Dataset items

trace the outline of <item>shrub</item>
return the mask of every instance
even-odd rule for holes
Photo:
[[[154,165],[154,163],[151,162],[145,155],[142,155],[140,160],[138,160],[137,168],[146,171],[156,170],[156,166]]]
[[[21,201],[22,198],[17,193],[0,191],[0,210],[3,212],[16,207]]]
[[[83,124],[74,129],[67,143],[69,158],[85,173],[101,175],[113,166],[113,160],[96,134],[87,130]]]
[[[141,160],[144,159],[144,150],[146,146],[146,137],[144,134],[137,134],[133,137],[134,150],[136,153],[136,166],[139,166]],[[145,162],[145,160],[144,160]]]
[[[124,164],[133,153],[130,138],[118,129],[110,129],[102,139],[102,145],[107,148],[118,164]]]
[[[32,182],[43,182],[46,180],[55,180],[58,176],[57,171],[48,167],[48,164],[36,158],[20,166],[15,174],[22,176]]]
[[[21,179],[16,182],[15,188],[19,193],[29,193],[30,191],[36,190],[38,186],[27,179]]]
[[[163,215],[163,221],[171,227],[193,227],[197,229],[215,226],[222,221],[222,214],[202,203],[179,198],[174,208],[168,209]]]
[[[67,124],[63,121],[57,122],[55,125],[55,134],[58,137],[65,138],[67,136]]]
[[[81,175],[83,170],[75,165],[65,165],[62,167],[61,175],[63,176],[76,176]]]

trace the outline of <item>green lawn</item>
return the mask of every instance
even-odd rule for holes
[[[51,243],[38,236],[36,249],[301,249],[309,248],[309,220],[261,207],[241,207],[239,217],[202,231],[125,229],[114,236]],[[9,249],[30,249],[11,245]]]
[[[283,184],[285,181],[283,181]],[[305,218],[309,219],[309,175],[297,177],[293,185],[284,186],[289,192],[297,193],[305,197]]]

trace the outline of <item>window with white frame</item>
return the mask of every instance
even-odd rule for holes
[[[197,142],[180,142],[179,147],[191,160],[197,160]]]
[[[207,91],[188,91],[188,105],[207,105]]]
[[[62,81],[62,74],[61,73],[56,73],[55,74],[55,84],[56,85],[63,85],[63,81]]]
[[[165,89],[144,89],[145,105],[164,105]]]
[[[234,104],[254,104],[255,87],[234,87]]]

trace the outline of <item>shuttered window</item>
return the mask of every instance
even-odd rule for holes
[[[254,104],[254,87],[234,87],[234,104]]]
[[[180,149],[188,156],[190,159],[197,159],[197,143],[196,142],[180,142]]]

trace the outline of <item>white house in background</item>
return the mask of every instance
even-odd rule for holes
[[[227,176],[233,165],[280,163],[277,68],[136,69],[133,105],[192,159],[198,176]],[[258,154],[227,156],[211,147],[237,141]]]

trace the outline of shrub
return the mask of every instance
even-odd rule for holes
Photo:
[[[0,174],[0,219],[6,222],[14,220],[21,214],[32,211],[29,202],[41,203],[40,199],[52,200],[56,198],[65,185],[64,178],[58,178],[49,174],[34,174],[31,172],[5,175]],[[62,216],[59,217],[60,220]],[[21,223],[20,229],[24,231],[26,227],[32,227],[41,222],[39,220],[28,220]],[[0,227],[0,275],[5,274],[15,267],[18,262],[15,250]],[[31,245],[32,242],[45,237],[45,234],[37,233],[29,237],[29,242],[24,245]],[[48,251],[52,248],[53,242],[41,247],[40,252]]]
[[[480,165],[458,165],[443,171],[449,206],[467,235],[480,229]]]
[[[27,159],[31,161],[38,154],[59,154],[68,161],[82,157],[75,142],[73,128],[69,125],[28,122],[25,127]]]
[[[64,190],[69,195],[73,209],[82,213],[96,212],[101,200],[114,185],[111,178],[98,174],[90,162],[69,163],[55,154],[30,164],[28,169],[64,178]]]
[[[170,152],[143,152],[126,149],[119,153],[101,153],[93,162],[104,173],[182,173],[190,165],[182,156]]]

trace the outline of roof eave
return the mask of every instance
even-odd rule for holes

◆ What is expected: Which lines of the records contain "trace"? Show each of them.

◆ Reply:
trace the outline of <item>shrub</item>
trace the outline of <item>green lawn</item>
trace the outline of <item>window with white frame</item>
trace the outline of <item>shuttered window</item>
trace the outline of <item>white house in background</item>
trace the outline of shrub
trace the outline of roof eave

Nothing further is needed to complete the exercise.